## OBJECTIVE
Reproduce every one of the entries below line for line, changing nothing.

----- STORED ROWS -----

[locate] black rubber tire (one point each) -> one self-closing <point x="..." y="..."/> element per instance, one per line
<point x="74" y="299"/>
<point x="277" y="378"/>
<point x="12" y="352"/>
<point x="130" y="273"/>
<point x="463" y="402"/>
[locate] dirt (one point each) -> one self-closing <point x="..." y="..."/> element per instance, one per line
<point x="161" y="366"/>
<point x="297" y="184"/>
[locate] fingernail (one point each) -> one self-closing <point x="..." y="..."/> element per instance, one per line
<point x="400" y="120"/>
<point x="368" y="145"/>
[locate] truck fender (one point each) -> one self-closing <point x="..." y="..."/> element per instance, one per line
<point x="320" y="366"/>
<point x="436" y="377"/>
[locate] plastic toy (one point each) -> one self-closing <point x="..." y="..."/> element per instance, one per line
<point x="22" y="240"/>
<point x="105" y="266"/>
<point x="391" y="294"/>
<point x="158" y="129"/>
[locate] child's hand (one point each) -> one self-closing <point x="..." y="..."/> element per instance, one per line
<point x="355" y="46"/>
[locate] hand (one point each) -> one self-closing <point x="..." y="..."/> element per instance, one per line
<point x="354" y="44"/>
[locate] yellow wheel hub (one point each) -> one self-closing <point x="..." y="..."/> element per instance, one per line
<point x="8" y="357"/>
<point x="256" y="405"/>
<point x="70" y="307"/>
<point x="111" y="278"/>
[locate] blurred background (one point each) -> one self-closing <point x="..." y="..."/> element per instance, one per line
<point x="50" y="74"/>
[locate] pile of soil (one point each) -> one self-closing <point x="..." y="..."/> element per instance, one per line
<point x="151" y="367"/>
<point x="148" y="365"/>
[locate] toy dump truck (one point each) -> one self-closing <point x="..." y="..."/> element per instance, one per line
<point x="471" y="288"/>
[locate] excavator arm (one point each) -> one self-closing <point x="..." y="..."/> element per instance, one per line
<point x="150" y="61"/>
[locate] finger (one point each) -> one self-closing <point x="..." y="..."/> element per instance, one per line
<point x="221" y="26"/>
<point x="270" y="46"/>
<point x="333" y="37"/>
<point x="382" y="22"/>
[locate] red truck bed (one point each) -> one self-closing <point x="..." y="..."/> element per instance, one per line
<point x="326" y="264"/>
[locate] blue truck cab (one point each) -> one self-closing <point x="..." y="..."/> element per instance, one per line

-----

## SOLUTION FOR THIS PROBLEM
[locate] black rubber tire (one point each) -> one self-closing <point x="..." y="..."/> element per instance, one per line
<point x="74" y="299"/>
<point x="277" y="378"/>
<point x="12" y="352"/>
<point x="130" y="273"/>
<point x="463" y="402"/>
[locate] dirt (one point each) -> one self-closing <point x="..." y="..."/> element per instance, one per line
<point x="161" y="366"/>
<point x="297" y="184"/>
[locate] fingernail (one point each) -> one self-closing <point x="..." y="..."/> element per instance, one per line
<point x="400" y="120"/>
<point x="368" y="145"/>
[locate] truck fender (one point each) -> one self-closing <point x="..." y="..."/> element per instance, one per line
<point x="320" y="366"/>
<point x="436" y="377"/>
[locate] plastic toy (one point each) -> one self-closing <point x="..." y="..."/> element per instance, one per line
<point x="22" y="240"/>
<point x="105" y="266"/>
<point x="391" y="294"/>
<point x="158" y="129"/>
[locate] child's hand (one point each) -> one self-closing <point x="..." y="..."/> element per instance, one per line
<point x="355" y="46"/>
[locate] hand (one point each) -> one self-closing <point x="..." y="..."/> element per instance, one per line
<point x="354" y="44"/>
[locate] yellow wheel hub (one point each) -> one self-closing <point x="..." y="..."/> element per instance, one per line
<point x="8" y="357"/>
<point x="256" y="405"/>
<point x="70" y="307"/>
<point x="111" y="278"/>
[locate] blurred background (one point each) -> one self-closing <point x="..." y="..."/> element per instance, one per line
<point x="50" y="74"/>
[locate] pile of soil (one point each) -> one self-closing <point x="..." y="..."/> element per instance, one per line
<point x="151" y="367"/>
<point x="148" y="365"/>
[locate] toy dump truck (one point each) -> one self-closing <point x="..." y="..."/> element per instance, one per line
<point x="471" y="288"/>
[locate] excavator arm (one point each) -> one self-closing <point x="..." y="..."/> element per instance, one per line
<point x="150" y="61"/>
[locate] finger (one point each) -> one self-closing <point x="..." y="..."/> element per instance, one per line
<point x="221" y="26"/>
<point x="270" y="46"/>
<point x="333" y="37"/>
<point x="382" y="22"/>
[locate] red truck bed (one point each) -> one self-closing <point x="..." y="..."/> element per instance, one per line
<point x="326" y="264"/>
[locate] blue truck cab (one point each) -> one self-closing <point x="..." y="..."/> element per instance, one per line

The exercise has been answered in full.